Review

Abject Performances: Aesthetic Strategies in Latino Cultural Production / Renee Hudson

Asco, Spray Paint LACMA, 1972. Photograph: Harry Gamboa, Jr, showing Patssi Valdez.

Leticia Alvarado, Abject Performances: Aesthetic Strategies in Latino Cultural Production. Durham: Duke UP, 2018.

Leticia Alvarado’s Abject Performances: Aesthetic Strategies in Latino Cultural Production begins with a clever sleight of hand. Alvarado initially discusses the Dream 9, a group of nine undocumented activists who approached the U.S.-Mexico border from the Mexican side spectacularly clad in caps and gowns. Yet, rather than deploy the Dream 9’s protest as a launching point for her intervention, Alvarado writes that this this sort of action is what her work is not. That is, rather than focusing on the respectability politics that the Dream 9 (and the DREAMers upon whom they draw) embody, Alvarado considers the limits of these representations of Latinidad and seeks more liberatory representations of it, which she finds in abjection. For Alvarado, the abject figure of Latinidad par excellence is the Latin American mother. “Represented as overly fertile, irresponsible, lazy, and manipulative, she is the ultimate figure to expunge if not relegate to the periphery of the nation” (4), Alvarado writes, juxtaposing the contradiction at the heart of representations of Latinidad: on the one hand, the abject mother, on the other, the DREAMer who succeeds presumably in spite of her.

**Stored records:**
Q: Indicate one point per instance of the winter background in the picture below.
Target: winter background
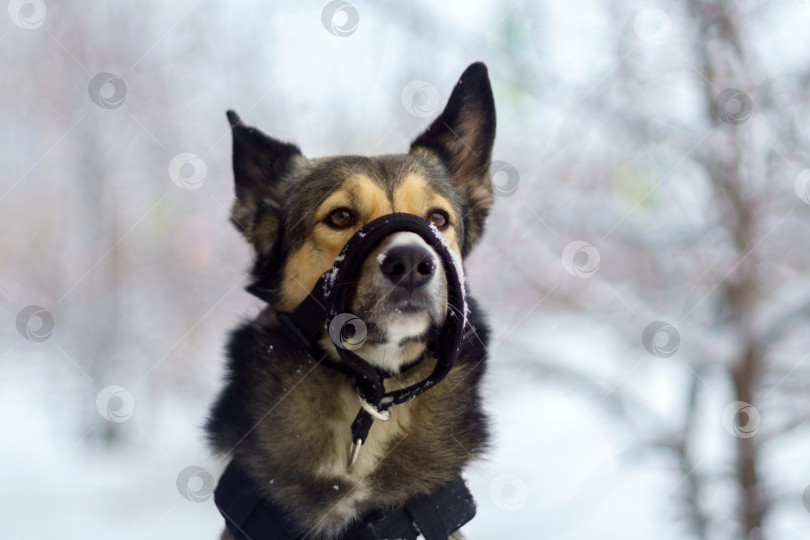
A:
(645, 266)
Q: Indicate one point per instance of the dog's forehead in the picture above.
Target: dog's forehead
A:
(386, 177)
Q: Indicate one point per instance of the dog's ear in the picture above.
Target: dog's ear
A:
(260, 166)
(462, 137)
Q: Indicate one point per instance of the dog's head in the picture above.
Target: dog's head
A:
(298, 213)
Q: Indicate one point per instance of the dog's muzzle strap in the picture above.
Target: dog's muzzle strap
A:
(328, 301)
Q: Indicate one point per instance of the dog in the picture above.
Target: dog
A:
(282, 416)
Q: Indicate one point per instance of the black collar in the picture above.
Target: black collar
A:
(249, 516)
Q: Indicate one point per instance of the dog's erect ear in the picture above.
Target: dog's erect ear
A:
(260, 166)
(462, 136)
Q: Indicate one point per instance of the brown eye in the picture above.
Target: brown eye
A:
(439, 219)
(340, 218)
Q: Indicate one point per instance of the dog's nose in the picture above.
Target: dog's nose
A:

**Exercise A:** Translate this sentence from the review excerpt into Spanish: "For Alvarado, the abject figure of Latinidad par excellence is the Latin American mother."
**Exercise B:** For each statement, say whether the review excerpt agrees with it, answering yes or no and quoting the deciding words: (i) The Dream 9 approached the border from the Mexican side. (ii) Alvarado uses the Dream 9's protest as the launching point for her intervention. (iii) The book was published by Duke UP in 2018.
The material placed after the review excerpt stands apart from it.

**Written answer A:** Para Alvarado, la figura abyecta de la Latinidad por excelencia es la madre latinoamericana.

**Written answer B:**
(i) Yes: "approached the U.S.-Mexico border from the Mexican side"
(ii) No: "rather than deploy the Dream 9’s protest as a launching point for her intervention"
(iii) Yes: "Durham: Duke UP, 2018."